Data under study
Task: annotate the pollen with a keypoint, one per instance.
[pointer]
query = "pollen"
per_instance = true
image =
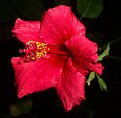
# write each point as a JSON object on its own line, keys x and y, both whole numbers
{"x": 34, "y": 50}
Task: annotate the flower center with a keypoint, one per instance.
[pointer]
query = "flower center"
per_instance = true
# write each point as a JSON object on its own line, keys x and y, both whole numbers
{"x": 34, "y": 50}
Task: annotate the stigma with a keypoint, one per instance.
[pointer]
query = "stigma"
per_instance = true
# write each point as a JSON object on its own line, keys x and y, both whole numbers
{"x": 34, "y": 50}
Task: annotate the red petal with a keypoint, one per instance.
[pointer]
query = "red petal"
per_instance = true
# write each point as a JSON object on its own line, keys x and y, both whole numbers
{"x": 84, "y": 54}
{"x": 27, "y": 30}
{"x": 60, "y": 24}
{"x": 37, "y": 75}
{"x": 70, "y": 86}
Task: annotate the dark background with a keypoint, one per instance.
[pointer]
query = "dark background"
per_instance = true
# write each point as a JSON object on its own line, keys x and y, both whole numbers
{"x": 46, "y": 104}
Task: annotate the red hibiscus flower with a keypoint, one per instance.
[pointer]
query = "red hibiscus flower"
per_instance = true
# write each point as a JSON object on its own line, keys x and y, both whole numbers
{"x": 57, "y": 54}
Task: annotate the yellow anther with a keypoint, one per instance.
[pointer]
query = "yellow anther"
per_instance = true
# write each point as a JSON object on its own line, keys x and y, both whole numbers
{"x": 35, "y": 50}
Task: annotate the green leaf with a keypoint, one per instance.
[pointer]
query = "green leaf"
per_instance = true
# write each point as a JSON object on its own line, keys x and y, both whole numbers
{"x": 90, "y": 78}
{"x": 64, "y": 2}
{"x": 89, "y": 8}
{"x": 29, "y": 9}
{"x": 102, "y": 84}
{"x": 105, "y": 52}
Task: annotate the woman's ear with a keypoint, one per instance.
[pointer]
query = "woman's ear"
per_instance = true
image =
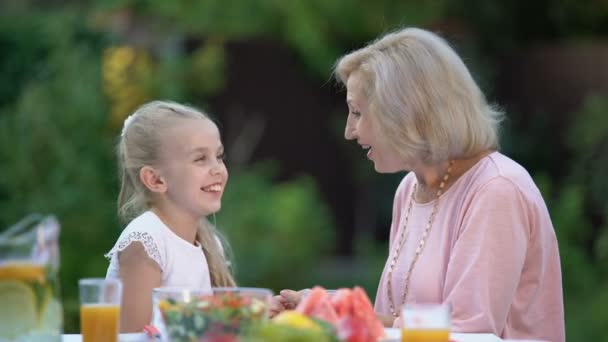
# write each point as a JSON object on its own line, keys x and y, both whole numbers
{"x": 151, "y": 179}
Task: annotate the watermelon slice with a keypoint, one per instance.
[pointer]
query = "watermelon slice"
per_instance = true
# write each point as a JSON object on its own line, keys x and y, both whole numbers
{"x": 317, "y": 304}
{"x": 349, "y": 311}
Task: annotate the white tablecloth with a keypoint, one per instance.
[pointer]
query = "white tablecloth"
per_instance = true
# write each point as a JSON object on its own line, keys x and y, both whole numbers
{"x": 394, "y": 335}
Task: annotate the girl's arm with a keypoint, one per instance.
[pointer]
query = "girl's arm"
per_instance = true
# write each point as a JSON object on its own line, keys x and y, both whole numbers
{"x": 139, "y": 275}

...

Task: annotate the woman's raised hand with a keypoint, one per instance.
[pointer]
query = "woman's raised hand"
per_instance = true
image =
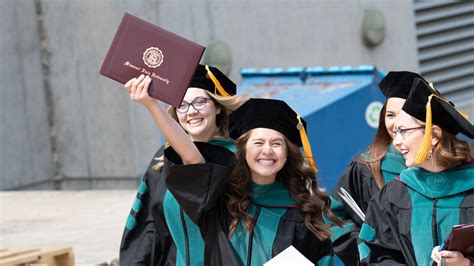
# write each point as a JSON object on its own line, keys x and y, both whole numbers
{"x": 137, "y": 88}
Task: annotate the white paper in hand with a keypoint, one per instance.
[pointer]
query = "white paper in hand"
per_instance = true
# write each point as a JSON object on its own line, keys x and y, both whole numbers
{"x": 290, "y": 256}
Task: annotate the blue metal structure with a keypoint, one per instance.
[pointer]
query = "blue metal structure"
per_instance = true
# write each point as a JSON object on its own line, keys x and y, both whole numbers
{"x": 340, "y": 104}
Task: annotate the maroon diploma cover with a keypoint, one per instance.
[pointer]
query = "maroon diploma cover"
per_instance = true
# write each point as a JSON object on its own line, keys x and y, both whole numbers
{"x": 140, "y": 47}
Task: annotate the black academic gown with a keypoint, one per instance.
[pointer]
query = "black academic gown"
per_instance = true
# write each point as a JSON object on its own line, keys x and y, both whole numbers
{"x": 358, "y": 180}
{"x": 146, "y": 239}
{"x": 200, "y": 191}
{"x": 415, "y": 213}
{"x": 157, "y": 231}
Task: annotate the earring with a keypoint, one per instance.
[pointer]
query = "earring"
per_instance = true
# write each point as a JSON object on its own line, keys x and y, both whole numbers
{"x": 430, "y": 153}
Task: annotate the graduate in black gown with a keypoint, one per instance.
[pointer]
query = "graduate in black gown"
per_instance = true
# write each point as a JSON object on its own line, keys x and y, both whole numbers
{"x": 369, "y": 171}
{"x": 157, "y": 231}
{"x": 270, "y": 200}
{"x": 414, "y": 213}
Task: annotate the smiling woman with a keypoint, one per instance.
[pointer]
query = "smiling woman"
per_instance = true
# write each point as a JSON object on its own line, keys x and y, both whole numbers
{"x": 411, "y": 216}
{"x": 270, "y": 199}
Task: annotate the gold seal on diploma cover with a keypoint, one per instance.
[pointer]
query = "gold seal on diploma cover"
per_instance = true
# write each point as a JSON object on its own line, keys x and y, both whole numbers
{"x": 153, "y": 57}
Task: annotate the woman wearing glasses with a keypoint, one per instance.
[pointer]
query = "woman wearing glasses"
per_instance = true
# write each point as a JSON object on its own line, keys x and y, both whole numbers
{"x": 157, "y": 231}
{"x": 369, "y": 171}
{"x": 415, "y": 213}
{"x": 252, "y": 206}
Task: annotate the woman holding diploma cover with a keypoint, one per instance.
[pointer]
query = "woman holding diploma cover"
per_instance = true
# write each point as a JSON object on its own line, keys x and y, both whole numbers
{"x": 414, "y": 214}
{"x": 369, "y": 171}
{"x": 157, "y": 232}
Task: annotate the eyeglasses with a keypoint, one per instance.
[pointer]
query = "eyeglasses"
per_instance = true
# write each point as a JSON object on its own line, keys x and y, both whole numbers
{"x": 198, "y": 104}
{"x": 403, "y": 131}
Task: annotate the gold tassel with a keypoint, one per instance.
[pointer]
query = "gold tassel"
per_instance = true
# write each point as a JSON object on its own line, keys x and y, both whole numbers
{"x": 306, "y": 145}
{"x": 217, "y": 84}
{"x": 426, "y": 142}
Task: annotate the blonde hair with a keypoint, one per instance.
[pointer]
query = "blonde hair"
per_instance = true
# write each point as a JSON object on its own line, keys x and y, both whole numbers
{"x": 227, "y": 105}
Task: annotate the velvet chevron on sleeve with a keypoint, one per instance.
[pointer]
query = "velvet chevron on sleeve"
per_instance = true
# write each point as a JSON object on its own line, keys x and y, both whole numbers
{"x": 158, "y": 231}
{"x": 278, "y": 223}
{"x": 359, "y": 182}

Task item
Each line of the entries above that has the word "paper" is to be copied.

Response to this task
Task: annotate the white paper in hand with a keypoint, one per instance.
query = "white paper in hand"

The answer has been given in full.